> **Stored records**
************

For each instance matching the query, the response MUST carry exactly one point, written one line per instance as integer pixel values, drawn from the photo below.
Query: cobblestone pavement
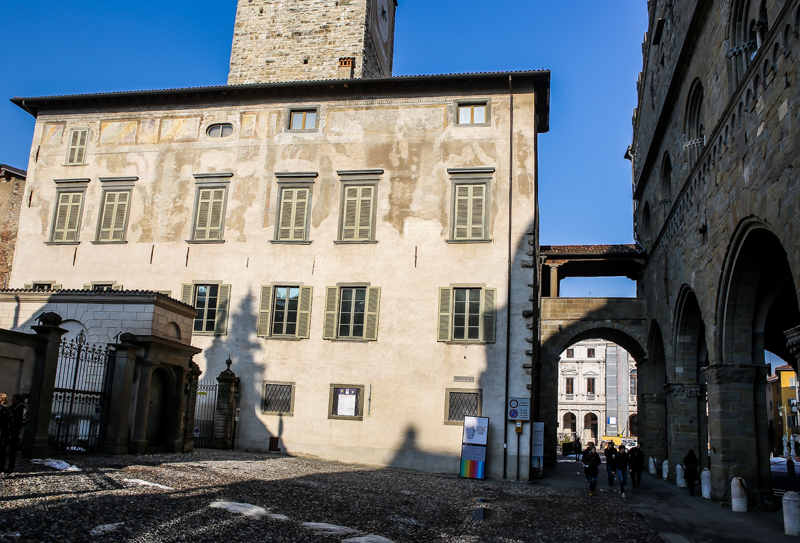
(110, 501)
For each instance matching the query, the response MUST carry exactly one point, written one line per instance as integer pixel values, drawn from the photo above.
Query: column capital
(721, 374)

************

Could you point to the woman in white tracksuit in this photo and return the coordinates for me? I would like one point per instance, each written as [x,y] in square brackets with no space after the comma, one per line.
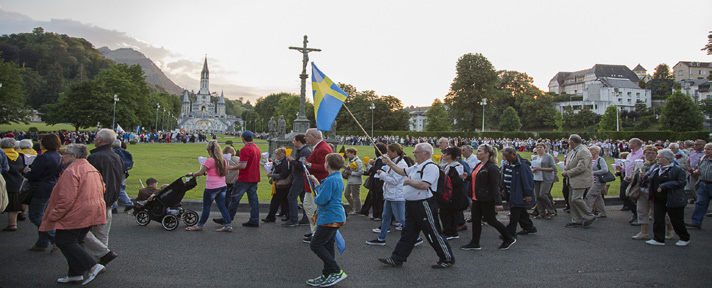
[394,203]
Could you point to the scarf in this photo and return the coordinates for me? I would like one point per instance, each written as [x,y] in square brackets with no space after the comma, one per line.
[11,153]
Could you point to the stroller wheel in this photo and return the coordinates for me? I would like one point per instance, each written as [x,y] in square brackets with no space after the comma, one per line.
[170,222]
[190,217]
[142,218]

************

> **WHAT IS EXPECTED**
Now copy each line of the entries that mentions "pixel".

> **COMPLETED EXERCISE**
For each instance matching the query, the response MUST carry exactly one point, written one line per instance as integer pixel values, drawn from the photo below.
For each instance matching the query, the response MUST carry exactly one point, written one line per instance as integer pixel values, drawn from the photo above.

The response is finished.